[Exercise inputs start]

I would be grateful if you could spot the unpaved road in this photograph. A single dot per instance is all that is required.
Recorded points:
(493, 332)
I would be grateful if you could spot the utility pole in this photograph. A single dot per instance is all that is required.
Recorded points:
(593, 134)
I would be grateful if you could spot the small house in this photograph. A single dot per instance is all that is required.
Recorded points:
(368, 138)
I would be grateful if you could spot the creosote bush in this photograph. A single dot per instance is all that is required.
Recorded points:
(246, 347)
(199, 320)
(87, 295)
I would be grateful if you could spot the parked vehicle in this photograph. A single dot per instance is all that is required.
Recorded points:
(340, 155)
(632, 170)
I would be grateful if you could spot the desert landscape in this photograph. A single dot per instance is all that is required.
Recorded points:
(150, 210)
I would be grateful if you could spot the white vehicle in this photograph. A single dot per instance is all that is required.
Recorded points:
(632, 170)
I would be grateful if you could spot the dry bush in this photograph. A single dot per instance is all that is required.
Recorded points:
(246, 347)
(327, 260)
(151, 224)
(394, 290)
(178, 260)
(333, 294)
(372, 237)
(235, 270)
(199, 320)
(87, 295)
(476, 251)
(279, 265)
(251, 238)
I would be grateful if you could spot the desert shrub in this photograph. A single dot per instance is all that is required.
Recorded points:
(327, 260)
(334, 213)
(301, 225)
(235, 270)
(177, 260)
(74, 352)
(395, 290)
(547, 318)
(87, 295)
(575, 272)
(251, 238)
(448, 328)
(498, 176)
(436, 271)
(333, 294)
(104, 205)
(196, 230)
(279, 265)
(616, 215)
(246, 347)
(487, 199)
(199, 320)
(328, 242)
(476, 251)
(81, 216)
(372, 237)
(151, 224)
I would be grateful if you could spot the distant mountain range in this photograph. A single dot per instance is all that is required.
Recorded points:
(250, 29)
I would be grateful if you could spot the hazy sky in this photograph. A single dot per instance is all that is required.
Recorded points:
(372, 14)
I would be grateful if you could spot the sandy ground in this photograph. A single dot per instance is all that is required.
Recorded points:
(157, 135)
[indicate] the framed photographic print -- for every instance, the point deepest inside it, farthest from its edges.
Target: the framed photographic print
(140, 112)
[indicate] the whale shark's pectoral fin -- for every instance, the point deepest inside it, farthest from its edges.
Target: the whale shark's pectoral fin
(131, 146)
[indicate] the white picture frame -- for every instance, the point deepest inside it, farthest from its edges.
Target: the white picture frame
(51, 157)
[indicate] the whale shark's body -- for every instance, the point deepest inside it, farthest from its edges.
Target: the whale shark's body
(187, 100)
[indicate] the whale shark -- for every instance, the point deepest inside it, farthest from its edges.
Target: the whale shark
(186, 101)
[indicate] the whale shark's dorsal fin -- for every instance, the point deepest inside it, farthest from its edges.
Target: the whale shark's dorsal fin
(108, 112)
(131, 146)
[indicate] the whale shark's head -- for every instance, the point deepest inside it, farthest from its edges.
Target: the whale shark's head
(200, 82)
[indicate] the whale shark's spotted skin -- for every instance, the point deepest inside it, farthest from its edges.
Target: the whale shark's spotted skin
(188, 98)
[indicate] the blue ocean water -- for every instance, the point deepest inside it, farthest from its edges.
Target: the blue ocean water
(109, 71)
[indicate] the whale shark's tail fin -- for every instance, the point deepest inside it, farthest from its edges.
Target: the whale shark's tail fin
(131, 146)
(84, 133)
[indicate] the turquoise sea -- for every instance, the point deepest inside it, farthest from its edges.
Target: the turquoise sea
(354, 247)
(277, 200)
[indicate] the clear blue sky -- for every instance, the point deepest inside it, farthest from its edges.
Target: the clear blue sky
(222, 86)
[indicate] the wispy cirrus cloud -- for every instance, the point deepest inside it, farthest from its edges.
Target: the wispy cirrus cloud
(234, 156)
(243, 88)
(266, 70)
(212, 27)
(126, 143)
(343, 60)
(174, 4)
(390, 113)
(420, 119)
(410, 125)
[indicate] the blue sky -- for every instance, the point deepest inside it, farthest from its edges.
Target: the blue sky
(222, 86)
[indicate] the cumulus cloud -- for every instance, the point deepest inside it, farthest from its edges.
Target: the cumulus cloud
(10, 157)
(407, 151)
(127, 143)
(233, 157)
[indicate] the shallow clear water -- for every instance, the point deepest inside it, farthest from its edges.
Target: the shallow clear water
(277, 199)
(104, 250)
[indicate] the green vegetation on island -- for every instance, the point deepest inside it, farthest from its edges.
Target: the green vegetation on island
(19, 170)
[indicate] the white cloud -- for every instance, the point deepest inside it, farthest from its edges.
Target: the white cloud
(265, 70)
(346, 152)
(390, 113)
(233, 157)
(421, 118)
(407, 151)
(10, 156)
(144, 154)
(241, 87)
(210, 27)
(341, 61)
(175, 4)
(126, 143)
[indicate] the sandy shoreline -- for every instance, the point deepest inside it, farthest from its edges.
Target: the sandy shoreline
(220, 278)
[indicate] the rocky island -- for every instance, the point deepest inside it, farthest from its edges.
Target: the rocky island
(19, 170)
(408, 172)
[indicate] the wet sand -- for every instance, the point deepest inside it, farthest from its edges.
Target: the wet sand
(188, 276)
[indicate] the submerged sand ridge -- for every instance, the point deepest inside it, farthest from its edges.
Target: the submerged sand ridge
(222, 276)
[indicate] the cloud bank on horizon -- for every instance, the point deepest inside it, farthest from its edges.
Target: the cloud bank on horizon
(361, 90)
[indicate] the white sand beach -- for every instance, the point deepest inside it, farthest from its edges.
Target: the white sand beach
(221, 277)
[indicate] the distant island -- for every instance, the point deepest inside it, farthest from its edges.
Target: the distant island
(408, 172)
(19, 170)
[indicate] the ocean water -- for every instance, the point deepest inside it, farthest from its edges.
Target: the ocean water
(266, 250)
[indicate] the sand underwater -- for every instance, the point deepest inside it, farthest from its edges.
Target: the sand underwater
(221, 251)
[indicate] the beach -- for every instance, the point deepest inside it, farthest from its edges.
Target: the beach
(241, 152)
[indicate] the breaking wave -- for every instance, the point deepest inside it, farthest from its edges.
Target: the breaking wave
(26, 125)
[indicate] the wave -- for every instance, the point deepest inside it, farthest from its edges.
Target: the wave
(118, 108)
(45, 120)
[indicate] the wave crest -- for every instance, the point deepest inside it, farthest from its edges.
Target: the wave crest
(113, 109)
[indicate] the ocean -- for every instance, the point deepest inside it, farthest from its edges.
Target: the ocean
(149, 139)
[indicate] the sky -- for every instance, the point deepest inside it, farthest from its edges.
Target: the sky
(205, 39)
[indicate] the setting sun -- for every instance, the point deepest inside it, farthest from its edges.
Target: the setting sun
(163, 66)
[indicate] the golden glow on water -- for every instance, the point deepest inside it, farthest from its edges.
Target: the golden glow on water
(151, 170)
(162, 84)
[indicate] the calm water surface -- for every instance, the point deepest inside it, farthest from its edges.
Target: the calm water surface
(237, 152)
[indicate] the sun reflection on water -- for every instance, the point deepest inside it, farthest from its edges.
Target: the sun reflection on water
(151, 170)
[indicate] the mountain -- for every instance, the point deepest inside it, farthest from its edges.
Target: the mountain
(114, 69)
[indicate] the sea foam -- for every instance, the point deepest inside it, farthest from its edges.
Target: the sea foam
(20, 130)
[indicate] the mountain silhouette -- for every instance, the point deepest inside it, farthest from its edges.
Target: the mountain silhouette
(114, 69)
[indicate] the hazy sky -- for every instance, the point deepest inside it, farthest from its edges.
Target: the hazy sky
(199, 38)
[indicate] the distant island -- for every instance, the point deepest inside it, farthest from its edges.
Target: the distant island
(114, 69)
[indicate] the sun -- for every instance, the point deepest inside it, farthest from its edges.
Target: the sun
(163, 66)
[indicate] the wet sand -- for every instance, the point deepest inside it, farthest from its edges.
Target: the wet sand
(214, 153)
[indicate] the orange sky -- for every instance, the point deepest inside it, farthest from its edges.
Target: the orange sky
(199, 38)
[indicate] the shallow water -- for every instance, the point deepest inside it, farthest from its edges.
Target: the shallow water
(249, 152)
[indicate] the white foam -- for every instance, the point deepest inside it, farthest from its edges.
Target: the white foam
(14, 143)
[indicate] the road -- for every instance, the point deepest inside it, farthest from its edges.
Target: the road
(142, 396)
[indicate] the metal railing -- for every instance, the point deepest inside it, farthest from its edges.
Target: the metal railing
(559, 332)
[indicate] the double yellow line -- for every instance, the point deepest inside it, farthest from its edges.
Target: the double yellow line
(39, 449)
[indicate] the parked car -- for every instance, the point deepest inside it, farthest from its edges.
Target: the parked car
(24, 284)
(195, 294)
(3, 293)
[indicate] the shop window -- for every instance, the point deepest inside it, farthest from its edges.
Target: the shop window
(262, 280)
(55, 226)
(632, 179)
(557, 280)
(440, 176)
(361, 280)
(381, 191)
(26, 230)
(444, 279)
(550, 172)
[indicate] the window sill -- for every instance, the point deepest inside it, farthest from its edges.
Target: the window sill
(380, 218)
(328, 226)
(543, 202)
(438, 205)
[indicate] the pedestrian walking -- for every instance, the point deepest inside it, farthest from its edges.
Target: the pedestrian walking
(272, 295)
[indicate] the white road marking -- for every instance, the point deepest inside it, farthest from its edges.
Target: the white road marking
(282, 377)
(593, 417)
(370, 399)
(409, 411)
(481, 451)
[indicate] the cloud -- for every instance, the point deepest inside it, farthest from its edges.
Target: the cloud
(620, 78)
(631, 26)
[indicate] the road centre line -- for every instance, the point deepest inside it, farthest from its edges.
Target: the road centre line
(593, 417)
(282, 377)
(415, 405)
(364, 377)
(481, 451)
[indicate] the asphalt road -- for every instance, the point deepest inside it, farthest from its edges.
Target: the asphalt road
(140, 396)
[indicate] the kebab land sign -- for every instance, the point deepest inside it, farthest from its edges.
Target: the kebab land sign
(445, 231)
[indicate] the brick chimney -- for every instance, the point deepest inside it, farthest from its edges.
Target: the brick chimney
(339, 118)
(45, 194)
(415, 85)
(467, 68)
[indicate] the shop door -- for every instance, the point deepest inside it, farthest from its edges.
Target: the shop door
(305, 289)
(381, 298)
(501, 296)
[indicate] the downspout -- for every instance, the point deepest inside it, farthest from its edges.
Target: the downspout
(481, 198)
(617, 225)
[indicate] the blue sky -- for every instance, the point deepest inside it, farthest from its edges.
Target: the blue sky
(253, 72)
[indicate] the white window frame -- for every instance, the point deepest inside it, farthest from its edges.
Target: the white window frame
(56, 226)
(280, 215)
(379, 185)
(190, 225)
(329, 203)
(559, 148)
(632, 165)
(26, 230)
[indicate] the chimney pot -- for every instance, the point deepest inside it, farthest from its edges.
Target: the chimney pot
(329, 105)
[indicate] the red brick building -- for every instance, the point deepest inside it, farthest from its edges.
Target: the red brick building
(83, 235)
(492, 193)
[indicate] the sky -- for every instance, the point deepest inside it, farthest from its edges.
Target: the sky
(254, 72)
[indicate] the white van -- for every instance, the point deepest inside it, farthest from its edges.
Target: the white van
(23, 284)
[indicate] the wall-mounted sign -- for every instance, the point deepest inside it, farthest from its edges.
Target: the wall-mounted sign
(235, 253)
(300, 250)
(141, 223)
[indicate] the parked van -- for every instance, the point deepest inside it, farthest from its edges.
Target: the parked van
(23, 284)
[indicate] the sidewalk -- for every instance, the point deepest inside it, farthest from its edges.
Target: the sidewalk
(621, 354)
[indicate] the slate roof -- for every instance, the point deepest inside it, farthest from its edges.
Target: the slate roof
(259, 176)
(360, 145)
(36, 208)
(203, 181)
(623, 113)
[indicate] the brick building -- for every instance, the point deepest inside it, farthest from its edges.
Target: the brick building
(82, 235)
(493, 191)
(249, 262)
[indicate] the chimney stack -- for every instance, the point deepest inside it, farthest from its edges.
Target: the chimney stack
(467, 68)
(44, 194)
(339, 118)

[Exercise inputs end]

_Task statement_: Reproduce verbatim every line of the rows above, from the line containing "[indicate] the chimney stack" through the last line of the rows, with both ends included.

_Solved problem_:
[indicate] the chimney stack -- for every instance, the point deepest inside it, farthest from its edges.
Target: the chimney stack
(467, 68)
(44, 194)
(339, 118)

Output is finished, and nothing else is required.